Information given
----

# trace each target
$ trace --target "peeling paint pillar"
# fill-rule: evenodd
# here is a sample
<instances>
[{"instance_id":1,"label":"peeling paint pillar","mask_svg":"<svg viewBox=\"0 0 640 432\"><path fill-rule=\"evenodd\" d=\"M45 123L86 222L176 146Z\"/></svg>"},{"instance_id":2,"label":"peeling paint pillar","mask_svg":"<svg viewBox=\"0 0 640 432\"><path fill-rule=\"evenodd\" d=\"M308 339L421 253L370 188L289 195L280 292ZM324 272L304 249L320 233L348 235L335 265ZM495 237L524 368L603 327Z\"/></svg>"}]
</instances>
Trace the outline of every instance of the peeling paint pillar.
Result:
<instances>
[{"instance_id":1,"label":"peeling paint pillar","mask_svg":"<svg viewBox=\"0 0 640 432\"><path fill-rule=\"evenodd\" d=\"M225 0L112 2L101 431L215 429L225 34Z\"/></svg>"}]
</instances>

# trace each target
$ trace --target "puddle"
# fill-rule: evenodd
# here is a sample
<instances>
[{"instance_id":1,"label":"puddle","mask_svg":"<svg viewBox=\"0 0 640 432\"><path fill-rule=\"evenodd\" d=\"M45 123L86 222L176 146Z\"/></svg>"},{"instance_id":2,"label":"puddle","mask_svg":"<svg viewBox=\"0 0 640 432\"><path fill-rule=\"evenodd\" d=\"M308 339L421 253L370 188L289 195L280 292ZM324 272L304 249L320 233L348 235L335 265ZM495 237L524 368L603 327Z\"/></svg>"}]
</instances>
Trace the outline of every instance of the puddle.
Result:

----

Given request
Will you quote all of the entries above verbatim, line for line?

Solution for this problem
# trace each target
$ trace --target "peeling paint pillar"
# fill-rule: evenodd
# here is a sample
<instances>
[{"instance_id":1,"label":"peeling paint pillar","mask_svg":"<svg viewBox=\"0 0 640 432\"><path fill-rule=\"evenodd\" d=\"M45 123L86 222L176 146Z\"/></svg>"},{"instance_id":2,"label":"peeling paint pillar","mask_svg":"<svg viewBox=\"0 0 640 432\"><path fill-rule=\"evenodd\" d=\"M308 339L421 253L370 188L289 195L280 292ZM324 272L304 249L320 233L348 235L335 265ZM495 237L524 368L603 327Z\"/></svg>"}]
</instances>
Trace the outline of every instance of the peeling paint pillar.
Result:
<instances>
[{"instance_id":1,"label":"peeling paint pillar","mask_svg":"<svg viewBox=\"0 0 640 432\"><path fill-rule=\"evenodd\" d=\"M225 0L112 2L101 431L215 429L225 34Z\"/></svg>"}]
</instances>

# trace each target
$ trace --target "puddle"
# fill-rule: evenodd
# here is a sample
<instances>
[{"instance_id":1,"label":"puddle","mask_svg":"<svg viewBox=\"0 0 640 432\"><path fill-rule=\"evenodd\" d=\"M45 123L86 222L176 146Z\"/></svg>"},{"instance_id":2,"label":"puddle","mask_svg":"<svg viewBox=\"0 0 640 432\"><path fill-rule=\"evenodd\" d=\"M308 339L421 253L370 188L289 195L280 292ZM324 272L304 249L320 233L348 235L335 265ZM495 237L524 368L603 327Z\"/></svg>"}]
</instances>
Trace the outline of every instance of the puddle.
Result:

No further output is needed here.